EXERCISE INSTRUCTIONS:
(1) Answer these questions about the emergency survival kit text:
(a) How many days' worth of non-perishable food does the text recommend keeping?
(b) Where should survival bags be stored?
(c) What should be removed when food supplies are reviewed?
(2) Carry on the emergency survival kit text from its final line, keeping its format and tone.

━━━ DOCUMENT EXCERPT

Emergency Survival Kit

What Supplies Do You Need for an Emergency?

May 10, 2017
Bottled Water

Keep the following supplies in your emergency survival kit, and you will be prepared for any adverse situation! 

Have these items prepared in survival bags—portable bags, such as duffels or backpacks, that are used solely for holding emergency supplies. Store survival bags in an easily accessible place. If evacuation is necessary, be sure to follow the directions of local authorities.

Food and Water for Emergencies


  • You should have a three-day supply of non-perishable food, including ready-to-eat canned goods. Try to choose high energy foods, such as granola, dried fruit, nuts, protein bars, and jerky. Avoid overly salty foods, like chips and pretzels, as they will make you thirsty. 
  • Be sure to have a manual can opener on hand, as well as eating utensils. 
  • Prepare for any special dietary needs of your family.
  • It’s also possible to buy freeze-dried foods or meal kits in bulk, which are specially made and packaged for use in emergency situations.
  • Review your food supplies occasionally and eliminate anything that has exceeded its “use by” date.

━━━━━━
━━━ INFORMATION PROVIDED

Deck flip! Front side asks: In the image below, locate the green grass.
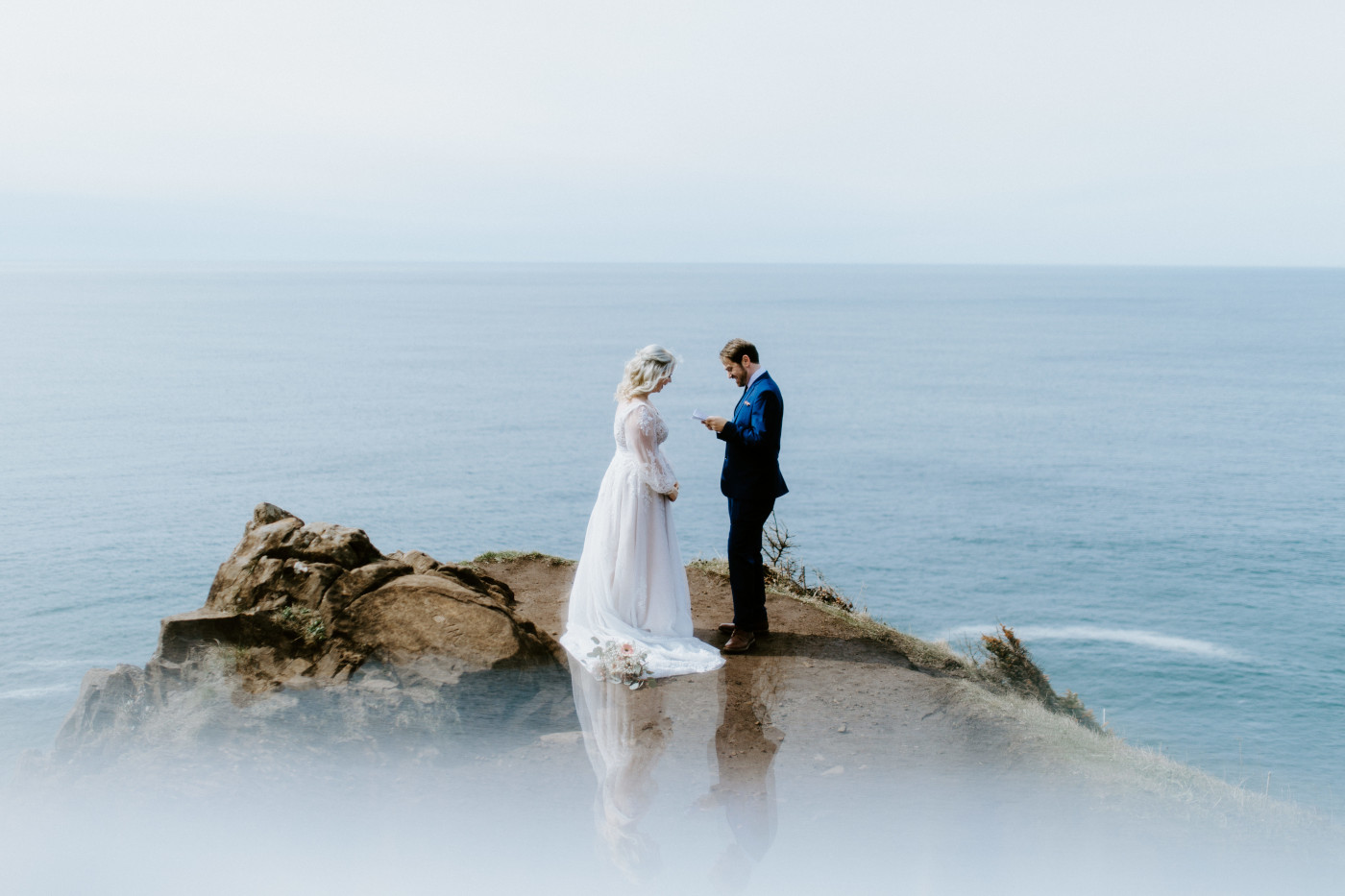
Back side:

━━━━━━
━━━ INFORMATION PROVIDED

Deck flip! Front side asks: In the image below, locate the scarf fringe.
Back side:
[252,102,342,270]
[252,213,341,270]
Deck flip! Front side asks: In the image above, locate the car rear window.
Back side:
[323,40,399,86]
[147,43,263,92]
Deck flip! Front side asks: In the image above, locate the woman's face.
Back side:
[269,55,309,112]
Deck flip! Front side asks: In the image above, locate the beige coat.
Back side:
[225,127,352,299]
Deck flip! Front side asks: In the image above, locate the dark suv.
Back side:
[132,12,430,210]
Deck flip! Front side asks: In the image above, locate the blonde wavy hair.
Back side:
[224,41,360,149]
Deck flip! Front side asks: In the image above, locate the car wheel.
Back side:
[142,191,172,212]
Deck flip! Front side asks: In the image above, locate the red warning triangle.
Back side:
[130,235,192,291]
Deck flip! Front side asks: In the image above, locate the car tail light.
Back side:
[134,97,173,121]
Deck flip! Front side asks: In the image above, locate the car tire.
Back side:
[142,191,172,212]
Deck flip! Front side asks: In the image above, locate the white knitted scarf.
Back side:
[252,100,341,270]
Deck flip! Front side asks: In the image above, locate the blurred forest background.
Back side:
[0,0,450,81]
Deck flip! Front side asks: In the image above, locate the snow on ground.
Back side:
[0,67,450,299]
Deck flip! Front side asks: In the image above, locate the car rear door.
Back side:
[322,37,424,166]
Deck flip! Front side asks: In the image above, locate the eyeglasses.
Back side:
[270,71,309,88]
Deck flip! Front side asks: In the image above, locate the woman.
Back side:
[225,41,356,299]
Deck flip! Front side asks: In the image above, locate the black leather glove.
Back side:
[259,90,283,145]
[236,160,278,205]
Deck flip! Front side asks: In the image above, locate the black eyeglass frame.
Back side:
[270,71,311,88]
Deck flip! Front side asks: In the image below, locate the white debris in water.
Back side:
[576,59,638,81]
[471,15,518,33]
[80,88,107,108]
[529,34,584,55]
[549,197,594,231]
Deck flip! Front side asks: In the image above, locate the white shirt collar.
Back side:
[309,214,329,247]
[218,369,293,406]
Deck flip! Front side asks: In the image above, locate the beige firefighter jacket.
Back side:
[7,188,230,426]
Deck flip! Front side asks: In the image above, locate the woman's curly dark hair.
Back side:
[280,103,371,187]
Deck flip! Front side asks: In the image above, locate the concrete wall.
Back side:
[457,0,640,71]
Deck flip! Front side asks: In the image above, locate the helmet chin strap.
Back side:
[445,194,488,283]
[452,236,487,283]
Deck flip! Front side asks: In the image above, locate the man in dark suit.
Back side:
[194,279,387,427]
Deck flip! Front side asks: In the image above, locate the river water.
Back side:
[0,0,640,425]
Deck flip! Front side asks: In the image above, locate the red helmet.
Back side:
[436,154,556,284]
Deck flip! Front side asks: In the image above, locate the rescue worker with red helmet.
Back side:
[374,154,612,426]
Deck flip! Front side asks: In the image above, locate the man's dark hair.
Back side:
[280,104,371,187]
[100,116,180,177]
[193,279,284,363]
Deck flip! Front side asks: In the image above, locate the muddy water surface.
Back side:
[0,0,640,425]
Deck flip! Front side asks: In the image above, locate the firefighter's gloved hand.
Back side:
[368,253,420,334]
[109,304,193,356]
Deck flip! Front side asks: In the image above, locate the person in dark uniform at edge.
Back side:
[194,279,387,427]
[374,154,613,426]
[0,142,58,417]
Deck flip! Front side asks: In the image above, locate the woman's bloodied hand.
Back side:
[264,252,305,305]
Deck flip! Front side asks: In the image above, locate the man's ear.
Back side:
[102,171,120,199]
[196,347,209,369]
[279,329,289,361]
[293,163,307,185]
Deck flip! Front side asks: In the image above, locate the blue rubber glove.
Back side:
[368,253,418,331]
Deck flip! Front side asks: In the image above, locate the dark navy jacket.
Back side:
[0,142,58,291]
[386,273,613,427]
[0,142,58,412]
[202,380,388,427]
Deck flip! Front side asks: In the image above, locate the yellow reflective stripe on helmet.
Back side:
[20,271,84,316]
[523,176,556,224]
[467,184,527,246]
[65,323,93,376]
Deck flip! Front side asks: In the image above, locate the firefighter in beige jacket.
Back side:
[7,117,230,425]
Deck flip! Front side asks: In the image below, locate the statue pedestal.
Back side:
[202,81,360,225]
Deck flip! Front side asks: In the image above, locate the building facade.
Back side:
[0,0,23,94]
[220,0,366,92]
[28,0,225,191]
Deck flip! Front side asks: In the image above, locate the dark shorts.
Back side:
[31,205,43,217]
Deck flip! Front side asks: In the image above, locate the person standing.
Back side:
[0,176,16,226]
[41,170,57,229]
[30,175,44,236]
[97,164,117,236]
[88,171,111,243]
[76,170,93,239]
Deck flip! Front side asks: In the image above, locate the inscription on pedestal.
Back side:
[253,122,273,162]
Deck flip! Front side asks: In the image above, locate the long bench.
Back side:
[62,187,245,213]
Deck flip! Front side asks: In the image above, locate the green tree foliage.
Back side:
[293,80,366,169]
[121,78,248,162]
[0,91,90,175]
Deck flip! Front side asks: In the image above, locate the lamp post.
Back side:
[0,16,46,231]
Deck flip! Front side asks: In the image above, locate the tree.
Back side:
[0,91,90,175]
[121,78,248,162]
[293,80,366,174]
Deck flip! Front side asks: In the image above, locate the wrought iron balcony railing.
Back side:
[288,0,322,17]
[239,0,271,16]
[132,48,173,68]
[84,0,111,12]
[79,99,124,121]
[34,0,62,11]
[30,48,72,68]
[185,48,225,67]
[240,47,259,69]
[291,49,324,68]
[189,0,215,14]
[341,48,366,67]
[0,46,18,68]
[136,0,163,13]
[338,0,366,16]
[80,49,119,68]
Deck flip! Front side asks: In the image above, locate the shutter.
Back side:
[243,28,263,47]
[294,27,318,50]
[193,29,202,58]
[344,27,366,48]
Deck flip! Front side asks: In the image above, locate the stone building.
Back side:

━━━━━━

ANSWERS TO EACH TASK:
(1)
(a) A three-day supply.
(b) In an easily accessible place.
(c) Anything that has exceeded its "use by" date.

(2)
  • Keep on hand a three-day supply of water. You should have one gallon of water for each person, per day. To ensure safe drinking water, it is recommended to buy commercially bottled water.

Health and Safety Supplies

  • First Aid Kit, including non-prescription medication and antibacterial gel.
  • Be sure to stock extra prescription medication and any other special medical or sanitary needs, such as extra diapers and formula for babies.
  • Tissues, paper towels, and toilet paper can also come in handy.
  • Be sure to check out our tips for health emergencies as well.

Clothing for Your Survival Kit

  • Plan accordingly for the climate you live in. Layered clothing can help you stay warm and dry. 
  • Include at least one complete change of clothes for each person.

Survival Tools for Emergencies

  • Flashlights, with extra batteries (or mechanical, squeeze-type flashlights)
  • Matches in a waterproof container
  • Paper and pencil
  • Signal flares
  • Extra cell phone battery or battery packs
  • Fire extinguisher
  • Pocket knife
  • Nylon rope
  • Duct tape
  • Cash

Important Family Documents

Keep these records in a waterproof, portable container.

  • Will, insurance policies, contracts, deeds, stocks and bonds
  • Photo IDs, passports, social security cards, immunization records
  • Bank account numbers
  • Credit card account numbers and companies
  • Inventory of valuable household goods, important telephone numbers
  • Family records (birth, marriage, death certificates)
  • Photocopies of credit and identification cards

Check out what you should have in your car safety kit as well. Plus, find out what to do when the power goes out.

Do you have any other suggestions for emergency survival kits? Let us know below!


Federal Emergency Management Agency (FEMA)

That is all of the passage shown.